• _ENTRIES SHOWN_
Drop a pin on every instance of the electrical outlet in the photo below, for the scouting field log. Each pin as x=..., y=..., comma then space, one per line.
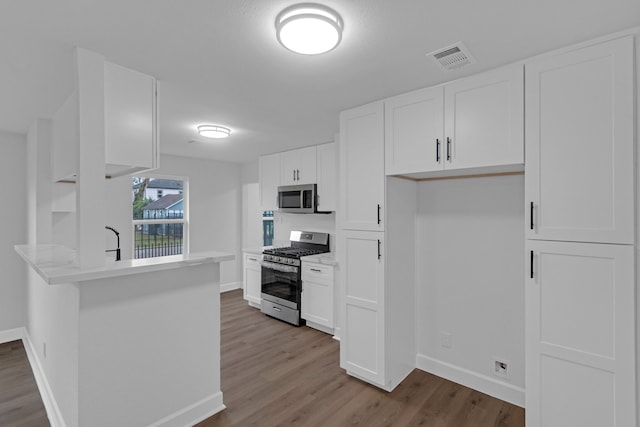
x=445, y=339
x=501, y=367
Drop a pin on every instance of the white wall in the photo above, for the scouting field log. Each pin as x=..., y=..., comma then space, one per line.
x=14, y=188
x=251, y=216
x=215, y=208
x=470, y=276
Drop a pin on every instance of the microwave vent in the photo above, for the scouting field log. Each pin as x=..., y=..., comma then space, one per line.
x=452, y=57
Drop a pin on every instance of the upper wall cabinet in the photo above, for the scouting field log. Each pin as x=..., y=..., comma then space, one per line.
x=476, y=122
x=414, y=131
x=327, y=172
x=362, y=168
x=309, y=165
x=130, y=120
x=269, y=171
x=580, y=146
x=130, y=124
x=299, y=166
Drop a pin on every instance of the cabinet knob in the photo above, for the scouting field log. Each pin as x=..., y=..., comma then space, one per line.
x=531, y=216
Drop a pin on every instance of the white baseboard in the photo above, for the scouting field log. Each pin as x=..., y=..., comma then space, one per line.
x=193, y=414
x=336, y=334
x=226, y=287
x=319, y=327
x=11, y=335
x=51, y=406
x=482, y=383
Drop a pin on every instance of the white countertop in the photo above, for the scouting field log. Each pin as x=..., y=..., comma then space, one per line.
x=257, y=250
x=328, y=258
x=56, y=264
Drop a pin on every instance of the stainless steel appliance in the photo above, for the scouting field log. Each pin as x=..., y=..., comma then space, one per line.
x=281, y=275
x=297, y=198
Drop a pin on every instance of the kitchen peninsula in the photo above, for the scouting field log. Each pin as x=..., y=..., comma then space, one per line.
x=134, y=342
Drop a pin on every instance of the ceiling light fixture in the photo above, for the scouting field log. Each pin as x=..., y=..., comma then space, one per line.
x=214, y=131
x=309, y=28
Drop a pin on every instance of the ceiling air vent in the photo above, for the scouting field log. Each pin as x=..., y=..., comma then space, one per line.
x=452, y=57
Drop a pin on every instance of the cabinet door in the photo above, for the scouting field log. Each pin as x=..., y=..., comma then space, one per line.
x=362, y=167
x=580, y=335
x=414, y=126
x=289, y=164
x=269, y=170
x=579, y=170
x=484, y=120
x=252, y=279
x=306, y=170
x=317, y=294
x=327, y=171
x=130, y=118
x=362, y=285
x=298, y=166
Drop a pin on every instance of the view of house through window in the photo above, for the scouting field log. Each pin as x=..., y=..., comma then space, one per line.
x=159, y=220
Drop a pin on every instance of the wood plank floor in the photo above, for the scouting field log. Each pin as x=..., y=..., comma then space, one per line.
x=20, y=402
x=274, y=374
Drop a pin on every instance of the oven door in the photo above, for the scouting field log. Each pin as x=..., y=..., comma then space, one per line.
x=281, y=284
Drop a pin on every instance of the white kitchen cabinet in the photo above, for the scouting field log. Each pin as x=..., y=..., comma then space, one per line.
x=327, y=172
x=269, y=171
x=580, y=335
x=484, y=119
x=130, y=126
x=475, y=122
x=298, y=166
x=363, y=340
x=252, y=279
x=580, y=146
x=414, y=132
x=377, y=292
x=362, y=167
x=579, y=192
x=318, y=299
x=130, y=121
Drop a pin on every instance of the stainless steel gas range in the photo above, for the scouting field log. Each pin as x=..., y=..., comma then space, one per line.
x=281, y=275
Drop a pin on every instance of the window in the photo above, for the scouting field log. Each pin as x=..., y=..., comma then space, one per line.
x=159, y=216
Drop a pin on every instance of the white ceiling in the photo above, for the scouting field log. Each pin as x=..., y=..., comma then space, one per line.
x=218, y=61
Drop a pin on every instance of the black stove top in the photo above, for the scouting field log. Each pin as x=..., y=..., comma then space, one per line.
x=291, y=252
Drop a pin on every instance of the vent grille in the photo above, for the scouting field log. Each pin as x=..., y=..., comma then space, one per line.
x=452, y=57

• _THE TASK_
Rewrite the records from their beginning through the line containing "x=309, y=28", putting "site survey log" in place of "scouting field log" and changing nothing else. Leave the pictures out of your answer.

• _COMPLETE RESPONSE_
Drop a pin on every instance of the electrical outlet in the photo below, for the site survey log. Each pin as x=..., y=..., comma then space, one per line.
x=445, y=339
x=501, y=367
Drop a pin on every instance of the white wall in the photo above, for the site survey log. Each pin as x=..., y=..., comma then space, one per line.
x=14, y=188
x=251, y=216
x=215, y=208
x=470, y=276
Drop a pin on every instance of the microwave vent in the photo above, for the site survey log. Each pin as x=..., y=..., comma then space, one per line.
x=452, y=57
Drop a pin on every instance of the upper wall cabinet in the photo above, for the site survey log. Each pin as x=..., y=..., comma then space, one per line.
x=476, y=122
x=414, y=131
x=327, y=172
x=362, y=168
x=309, y=165
x=130, y=120
x=269, y=171
x=580, y=146
x=130, y=124
x=299, y=166
Drop a pin on every instance of the cabinet knob in the photo above, for the site survey log. Each pin as x=..., y=..., comma then space, one per line.
x=531, y=216
Drop a pin on every instance of the white baseboard in the photo above, for the site survey log. Each pin as x=..., y=..., comma then space, one per line.
x=193, y=414
x=336, y=334
x=226, y=287
x=319, y=327
x=11, y=335
x=51, y=406
x=482, y=383
Drop a pin on every instance of the white countertop in the photo above, for the site survey log. Each pin as x=..., y=..., comma then space, one per line.
x=257, y=250
x=328, y=258
x=56, y=264
Drop a pin on every instance of the stainless steel appliance in the photo above, for the site survey log. Each pin as x=..., y=..., comma then space, one per line.
x=281, y=275
x=297, y=198
Drop a pin on every instance of the kitchen peninsula in the photo above, for the site survey log. Each pin as x=..., y=..., comma then space, one per line.
x=134, y=342
Drop a pin on every instance of the ceiling light fixture in the photo above, for the site survey log. Each pin as x=..., y=..., comma then space, one per line.
x=214, y=131
x=309, y=28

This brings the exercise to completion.